** RECORDS SHOWN follows **

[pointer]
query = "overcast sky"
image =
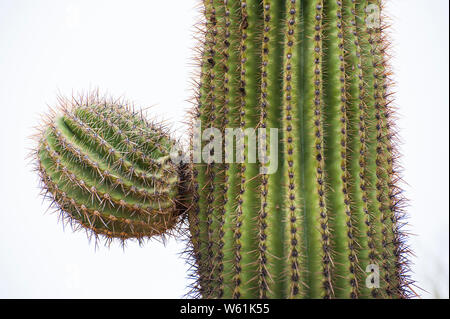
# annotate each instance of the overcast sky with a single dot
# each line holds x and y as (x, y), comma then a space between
(143, 50)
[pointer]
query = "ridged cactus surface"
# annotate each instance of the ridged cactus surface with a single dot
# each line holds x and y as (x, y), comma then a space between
(108, 170)
(316, 227)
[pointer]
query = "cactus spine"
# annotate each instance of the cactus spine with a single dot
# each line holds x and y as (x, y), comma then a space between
(108, 170)
(317, 71)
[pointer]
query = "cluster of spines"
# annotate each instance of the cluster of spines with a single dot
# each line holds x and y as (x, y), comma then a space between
(98, 181)
(325, 68)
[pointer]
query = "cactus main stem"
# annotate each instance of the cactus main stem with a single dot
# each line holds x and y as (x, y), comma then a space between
(316, 71)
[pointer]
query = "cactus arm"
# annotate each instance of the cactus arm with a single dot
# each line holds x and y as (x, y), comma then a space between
(335, 131)
(357, 142)
(250, 65)
(319, 277)
(231, 113)
(292, 153)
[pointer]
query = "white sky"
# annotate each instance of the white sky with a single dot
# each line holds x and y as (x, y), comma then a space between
(142, 50)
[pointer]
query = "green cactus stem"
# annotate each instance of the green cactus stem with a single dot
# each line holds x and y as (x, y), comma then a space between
(317, 71)
(108, 170)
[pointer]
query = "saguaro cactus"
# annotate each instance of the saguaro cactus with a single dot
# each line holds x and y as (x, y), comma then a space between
(327, 223)
(324, 222)
(108, 169)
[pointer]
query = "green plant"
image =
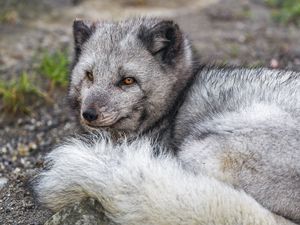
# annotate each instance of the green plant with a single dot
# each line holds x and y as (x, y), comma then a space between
(16, 94)
(285, 11)
(55, 67)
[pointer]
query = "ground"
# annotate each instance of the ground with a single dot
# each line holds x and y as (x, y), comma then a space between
(225, 32)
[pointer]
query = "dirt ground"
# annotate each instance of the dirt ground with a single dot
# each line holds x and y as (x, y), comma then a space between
(225, 32)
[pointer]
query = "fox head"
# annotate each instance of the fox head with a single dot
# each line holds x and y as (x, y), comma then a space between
(127, 75)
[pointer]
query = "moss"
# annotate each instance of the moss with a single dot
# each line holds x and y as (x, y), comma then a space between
(16, 95)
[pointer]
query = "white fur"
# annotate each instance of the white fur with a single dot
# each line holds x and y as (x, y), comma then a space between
(136, 187)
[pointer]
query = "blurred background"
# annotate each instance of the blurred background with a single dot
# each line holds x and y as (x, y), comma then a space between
(36, 48)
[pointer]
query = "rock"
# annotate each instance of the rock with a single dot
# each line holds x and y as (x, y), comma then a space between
(3, 182)
(88, 212)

** End of RECORDS SHOWN **

§ YOUR GOAL: Every line in the records above that contains the word "cactus" should be copied out.

§ RESULT:
query = "ridged cactus surface"
# annotate each instance of the ridged cactus surface with a single dot
query = "cactus spine"
# annotate each instance of the cactus spine with a single dot
query = "cactus main stem"
# annotate each instance of the cactus main stem with a single dot
query = "cactus arm"
# annotate each instance of the cactus arm with a single dot
query = "green cactus stem"
# annotate each instance of the green cactus stem with a single dot
query = "saguaro cactus"
# annotate each instance of the saguaro cactus with a single dot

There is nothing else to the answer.